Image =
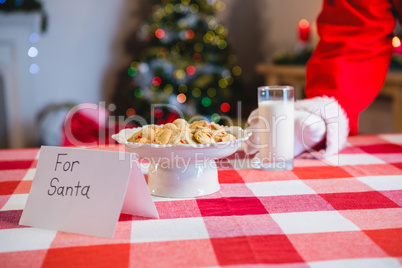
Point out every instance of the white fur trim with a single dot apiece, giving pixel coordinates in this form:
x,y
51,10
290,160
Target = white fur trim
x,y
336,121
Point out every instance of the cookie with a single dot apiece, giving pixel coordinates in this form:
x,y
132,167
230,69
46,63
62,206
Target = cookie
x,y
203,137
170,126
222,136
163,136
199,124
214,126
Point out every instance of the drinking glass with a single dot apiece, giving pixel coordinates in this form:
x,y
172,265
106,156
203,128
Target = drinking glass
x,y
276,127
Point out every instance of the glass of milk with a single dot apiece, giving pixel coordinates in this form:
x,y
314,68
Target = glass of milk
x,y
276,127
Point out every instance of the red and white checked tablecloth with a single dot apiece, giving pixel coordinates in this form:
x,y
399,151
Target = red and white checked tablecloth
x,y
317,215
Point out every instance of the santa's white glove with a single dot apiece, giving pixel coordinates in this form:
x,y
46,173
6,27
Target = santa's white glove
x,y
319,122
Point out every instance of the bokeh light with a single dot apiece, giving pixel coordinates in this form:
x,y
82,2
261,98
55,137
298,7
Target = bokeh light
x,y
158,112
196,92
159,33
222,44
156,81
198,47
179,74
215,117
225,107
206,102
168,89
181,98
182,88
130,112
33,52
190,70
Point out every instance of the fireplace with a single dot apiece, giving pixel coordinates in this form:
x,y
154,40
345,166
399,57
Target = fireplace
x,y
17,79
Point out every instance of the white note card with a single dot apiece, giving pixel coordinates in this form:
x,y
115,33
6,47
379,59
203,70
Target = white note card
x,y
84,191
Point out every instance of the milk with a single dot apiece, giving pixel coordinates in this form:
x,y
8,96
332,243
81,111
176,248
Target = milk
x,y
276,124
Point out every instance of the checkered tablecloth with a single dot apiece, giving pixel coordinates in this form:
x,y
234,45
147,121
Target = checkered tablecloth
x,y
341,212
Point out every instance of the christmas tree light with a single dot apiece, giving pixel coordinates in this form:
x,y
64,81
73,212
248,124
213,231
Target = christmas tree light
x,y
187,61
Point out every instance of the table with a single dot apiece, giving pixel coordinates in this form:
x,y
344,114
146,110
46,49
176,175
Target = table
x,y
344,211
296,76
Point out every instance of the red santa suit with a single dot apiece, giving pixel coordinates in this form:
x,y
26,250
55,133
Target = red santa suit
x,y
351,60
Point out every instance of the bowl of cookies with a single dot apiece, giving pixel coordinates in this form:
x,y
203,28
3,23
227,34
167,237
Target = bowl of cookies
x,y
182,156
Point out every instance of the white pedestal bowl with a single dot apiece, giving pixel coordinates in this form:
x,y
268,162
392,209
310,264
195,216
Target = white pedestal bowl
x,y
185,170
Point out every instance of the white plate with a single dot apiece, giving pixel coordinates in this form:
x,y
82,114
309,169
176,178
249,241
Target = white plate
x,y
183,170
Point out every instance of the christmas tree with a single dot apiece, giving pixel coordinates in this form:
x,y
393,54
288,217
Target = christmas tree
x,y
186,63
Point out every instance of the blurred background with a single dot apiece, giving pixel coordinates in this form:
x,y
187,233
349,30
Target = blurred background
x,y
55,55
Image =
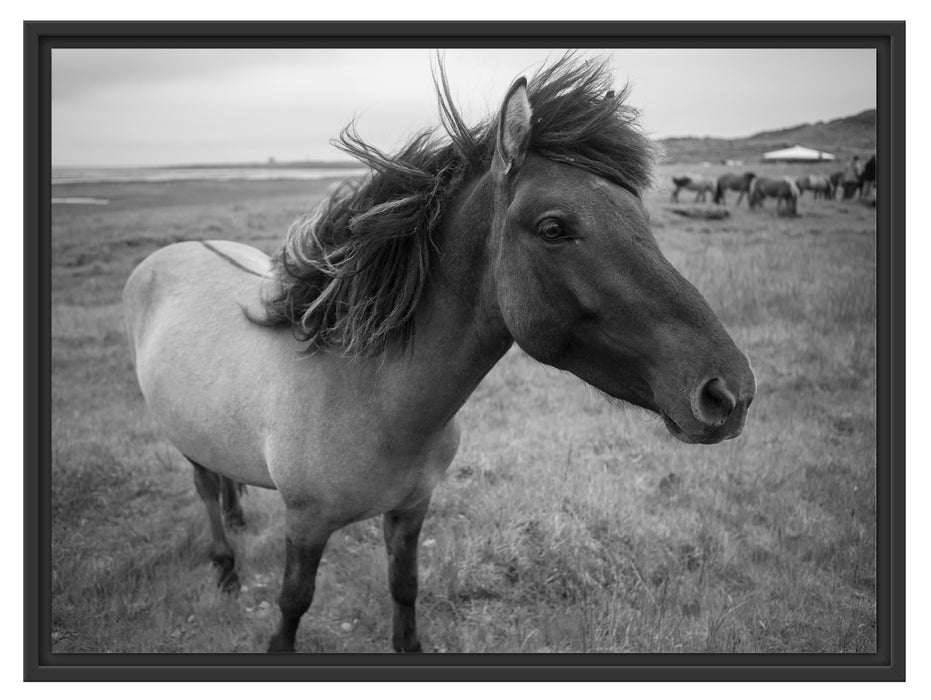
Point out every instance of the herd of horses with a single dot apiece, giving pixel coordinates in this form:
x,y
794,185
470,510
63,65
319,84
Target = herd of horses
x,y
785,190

→ **WHAT IS NEEDED**
Without including any pictures, reproduce the listing exactly.

→ **THE RESULT**
Image =
Point out every instance of the white fur trim with a single dot apiece, giving pixel coordinates in this form:
x,y
51,10
290,160
Target = white fur trim
x,y
336,121
Point out every instance of the cookie with a single dot apiece, giving pixel coordinates in this form:
x,y
132,167
230,69
46,63
62,206
Target = cookie
x,y
203,137
170,126
222,136
163,136
199,124
214,126
Point out every instance of the drinking glass with a single dot apiece, giving pixel coordinates in this form:
x,y
172,265
106,156
203,128
Target = drinking glass
x,y
276,127
Point out every instance of the glass of milk with a single dot apiece, giving pixel coordinates in this form:
x,y
314,68
Target = glass of milk
x,y
276,127
Point out every instance of the red and white checked tablecloth with a single dot apiece, giving pixel coordinates in this form:
x,y
399,151
Target = red and white checked tablecloth
x,y
317,215
Point out every instance of the santa's white glove with a single dot apiece, giving pixel coordinates in this form:
x,y
46,173
6,27
Target = santa's white glove
x,y
319,122
Point out every instance of the bokeh light with a single dot apiece, giving pixel coordinates in this form:
x,y
82,2
261,98
55,137
298,7
Target = bokeh light
x,y
158,112
196,92
159,33
222,44
156,81
198,47
179,74
215,117
225,107
206,102
168,89
181,98
182,88
130,112
33,52
190,70
Point out every instance of the fireplace with a single dot apiece, giving pixel coordinates in this form:
x,y
154,40
345,166
399,57
Target = fireplace
x,y
17,79
Point out every instance of the white note card with a single dot apiece, giving pixel coordinates in this form:
x,y
115,33
6,47
379,59
203,70
Target = white note card
x,y
84,191
Point out every instance of the milk with a single dot apiece, giving pixel coordinates in this form:
x,y
8,96
332,243
81,111
176,248
Target = milk
x,y
276,124
Point out every instance of the checkered tablecloth with a single dot apiece, giving pixel coordinates in this form:
x,y
234,45
147,121
Target = checkered tablecloth
x,y
341,212
Point out every instance of the christmas tree light with a single dot apiece, giving pixel coordinates in this form:
x,y
64,81
73,212
248,124
213,231
Target = christmas tree light
x,y
187,61
Point out every instance of the table with a single dot apiece, giving pixel coordinates in this form:
x,y
344,114
146,110
46,49
176,175
Target = table
x,y
344,211
296,76
Point out every instance of the red santa suit with a single dot apiece, giving pixel coordinates in this form:
x,y
26,250
55,133
Target = red santa suit
x,y
351,60
Point out every instance of the bowl of cookies with a single dot apiece, giving pixel coordinates in this form:
x,y
203,28
3,23
227,34
167,237
Target = bowl of cookies
x,y
182,156
Point out every instance of the white pedestal bowl with a single dot apiece, giving pixel coordinates in this form:
x,y
268,162
392,209
310,264
195,216
Target = white pedestal bowl
x,y
185,170
Point out every instance of the white plate with a single dot apiece, giving pixel coordinates in this form:
x,y
82,114
309,169
176,178
249,241
Target = white plate
x,y
183,170
Point out every instance of the christmas tree with a single dot apiece, giving pixel coordinates in this form:
x,y
393,54
288,217
Target = christmas tree
x,y
186,63
Point out every instance of the blurred background with a single dot apiece, giving pixel coordinates in this form:
x,y
187,233
349,30
Target = blurred background
x,y
55,55
Image =
Point out every instance of the herd of horses with a single dot apiece, giving pixel coordinates in this form:
x,y
794,185
470,510
63,65
319,84
Target = herd of horses
x,y
785,190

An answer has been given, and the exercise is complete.